■ **Source**:
(begin)
I've mentioned Scott's Planning to share, versus just sharing post in passing, but here is a slightly more considered response.
Scott sets out his frustration with top down, planned approaches to sharing:
But inevitably, with a very few exceptions, these projects spend an enormous amount of time defining what is to be shared, figuring out how to share it, setting up the mechanisms to share it, and then…not really sharing much."
Compared with the bottom-up social sharing that happens every day in the blogosphere, via Twitter, YouTube, Slideshare, etc
He then sets out a series of good reasons why this is so, including "We develop multiple (informal) channels while they focus on a single official mechanism".
For me, the key difference is this: The 'cost' of sharing has collapsed, but institutions don't know this. This means they behave in perfectly logical ways if sharing was still a costly activity. I am using the term cost here to refer to both a financial price and also the effort required by individuals.
Clay Shirky argues that the cost of organisation has disappeared, and I believe this is because sharing is easy, frictionless. If I come across something I share it via Google shared items, Twitter, my blog, etc. If I want to share I stick it up on Slideshare, my blog, YouTube. There is a small cost in terms of effort to me to do the sharing, and zero cost in anyone wanting to know what I share. Sharing is just an RSS feed away.
(end)
■ **Listed entries**:
(begin)
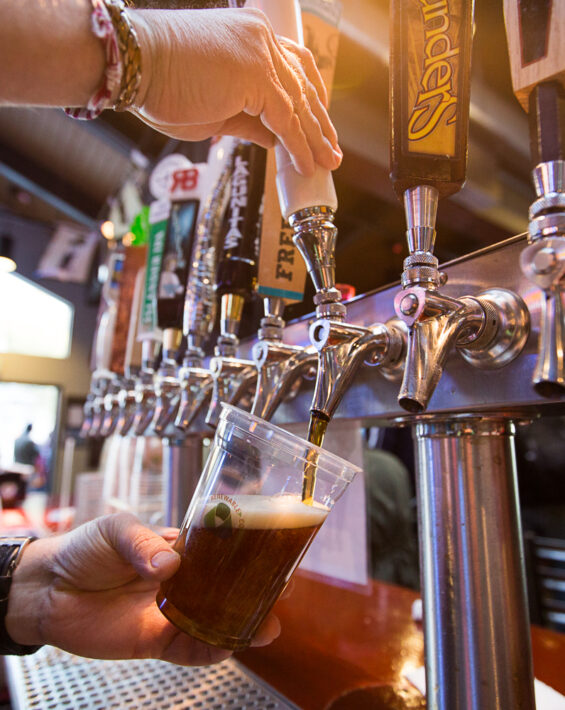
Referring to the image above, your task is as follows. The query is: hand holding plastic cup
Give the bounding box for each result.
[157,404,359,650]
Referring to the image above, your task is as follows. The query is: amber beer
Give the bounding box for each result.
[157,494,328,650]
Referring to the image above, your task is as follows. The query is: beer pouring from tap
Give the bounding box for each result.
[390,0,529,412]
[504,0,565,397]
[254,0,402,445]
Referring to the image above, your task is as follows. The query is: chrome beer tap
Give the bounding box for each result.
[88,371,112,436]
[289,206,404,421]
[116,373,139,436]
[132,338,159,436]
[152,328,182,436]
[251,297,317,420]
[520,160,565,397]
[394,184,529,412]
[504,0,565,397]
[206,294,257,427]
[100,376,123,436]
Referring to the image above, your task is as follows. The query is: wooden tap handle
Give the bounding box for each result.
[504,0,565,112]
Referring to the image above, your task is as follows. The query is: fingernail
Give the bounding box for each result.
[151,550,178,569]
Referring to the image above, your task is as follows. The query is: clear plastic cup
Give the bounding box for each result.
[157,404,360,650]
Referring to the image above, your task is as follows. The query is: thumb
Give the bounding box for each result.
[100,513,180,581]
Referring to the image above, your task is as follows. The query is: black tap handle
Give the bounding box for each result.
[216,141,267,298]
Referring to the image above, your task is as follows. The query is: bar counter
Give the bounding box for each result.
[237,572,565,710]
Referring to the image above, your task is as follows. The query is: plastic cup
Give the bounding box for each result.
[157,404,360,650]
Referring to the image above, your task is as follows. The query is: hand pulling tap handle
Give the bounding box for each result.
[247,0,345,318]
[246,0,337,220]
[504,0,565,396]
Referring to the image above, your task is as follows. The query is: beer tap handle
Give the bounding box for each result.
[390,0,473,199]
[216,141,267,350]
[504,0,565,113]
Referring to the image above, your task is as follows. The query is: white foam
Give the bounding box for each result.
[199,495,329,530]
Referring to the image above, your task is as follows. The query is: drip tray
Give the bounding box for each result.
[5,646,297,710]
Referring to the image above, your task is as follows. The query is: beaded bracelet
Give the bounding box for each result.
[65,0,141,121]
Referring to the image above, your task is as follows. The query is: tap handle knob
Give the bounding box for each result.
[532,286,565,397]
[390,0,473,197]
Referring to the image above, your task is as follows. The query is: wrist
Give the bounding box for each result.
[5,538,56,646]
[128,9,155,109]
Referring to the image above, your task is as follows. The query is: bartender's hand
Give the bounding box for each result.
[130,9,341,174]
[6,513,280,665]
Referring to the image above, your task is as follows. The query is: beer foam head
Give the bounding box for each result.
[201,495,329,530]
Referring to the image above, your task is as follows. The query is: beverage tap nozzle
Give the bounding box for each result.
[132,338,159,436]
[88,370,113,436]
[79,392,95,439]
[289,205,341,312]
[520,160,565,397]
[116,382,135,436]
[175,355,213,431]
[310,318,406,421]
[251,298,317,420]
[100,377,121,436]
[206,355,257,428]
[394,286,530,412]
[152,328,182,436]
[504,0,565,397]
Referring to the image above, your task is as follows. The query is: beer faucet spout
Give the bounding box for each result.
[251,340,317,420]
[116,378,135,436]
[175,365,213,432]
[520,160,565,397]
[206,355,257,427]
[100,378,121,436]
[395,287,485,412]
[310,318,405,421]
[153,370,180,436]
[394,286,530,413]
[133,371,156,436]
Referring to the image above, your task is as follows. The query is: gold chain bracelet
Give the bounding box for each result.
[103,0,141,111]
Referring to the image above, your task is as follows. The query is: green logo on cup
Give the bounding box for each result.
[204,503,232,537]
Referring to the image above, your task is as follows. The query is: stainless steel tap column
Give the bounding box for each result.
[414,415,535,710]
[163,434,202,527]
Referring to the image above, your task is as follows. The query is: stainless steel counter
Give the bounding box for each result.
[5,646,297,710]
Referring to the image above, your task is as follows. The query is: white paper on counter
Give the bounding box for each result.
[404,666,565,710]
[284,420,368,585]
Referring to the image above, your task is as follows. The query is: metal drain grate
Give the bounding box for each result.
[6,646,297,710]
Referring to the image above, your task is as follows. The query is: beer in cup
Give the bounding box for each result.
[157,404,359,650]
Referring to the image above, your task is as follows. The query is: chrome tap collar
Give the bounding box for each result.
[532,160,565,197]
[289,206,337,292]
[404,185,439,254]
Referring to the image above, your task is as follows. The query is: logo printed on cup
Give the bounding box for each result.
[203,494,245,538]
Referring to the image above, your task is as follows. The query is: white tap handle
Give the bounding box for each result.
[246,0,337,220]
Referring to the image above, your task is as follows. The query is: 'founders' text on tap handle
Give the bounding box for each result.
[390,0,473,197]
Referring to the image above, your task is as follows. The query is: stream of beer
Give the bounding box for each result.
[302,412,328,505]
(end)
■ **Tasks**:
a: Extract the passage of the post on the cost of sharing between "For me, the" and "RSS feed away.", inclusive.
b: Pick up the post on the cost of sharing where it stops, writing what comes next.

■ **Outputs**:
a:
For me, the key difference is this: The 'cost' of sharing has collapsed, but institutions don't know this. This means they behave in perfectly logical ways if sharing was still a costly activity. I am using the term cost here to refer to both a financial price and also the effort required by individuals.
Clay Shirky argues that the cost of organisation has disappeared, and I believe this is because sharing is easy, frictionless. If I come across something I share it via Google shared items, Twitter, my blog, etc. If I want to share I stick it up on Slideshare, my blog, YouTube. There is a small cost in terms of effort to me to do the sharing, and zero cost in anyone wanting to know what I share. Sharing is just an RSS feed away.

b:
But institutions don't believe this, or know it. It used to take consortium agreements to share, conferences, best practice guides, incentives, metrics. How can all that be replaced by an RSS icon? Obviously it must be something different they reason, so for our needs we have to invent a system. Except it isn't.
Just as the record industry thought this online stuff was something different, it couldn't possibly relate to their chain of record shops, their carefully maintained back catalog, their army or A & R professional, their logistically beautiful distribution chain, the sophisticated marketing campaigns. All of this had to be different to this online stuff, it just didn't make sense for all of these carefully constructed elements to be replaced by the same, messy uncontrolled online world. Except that, oh yes it did.
The moral here is that just because something used to be expensive, time consuming and complex doesn't mean it will always be.
Wow, Martin... I can't think of what to say but that yet again you sum up a seemingly incomprehensible dilemma with a lucid and sensible formulation.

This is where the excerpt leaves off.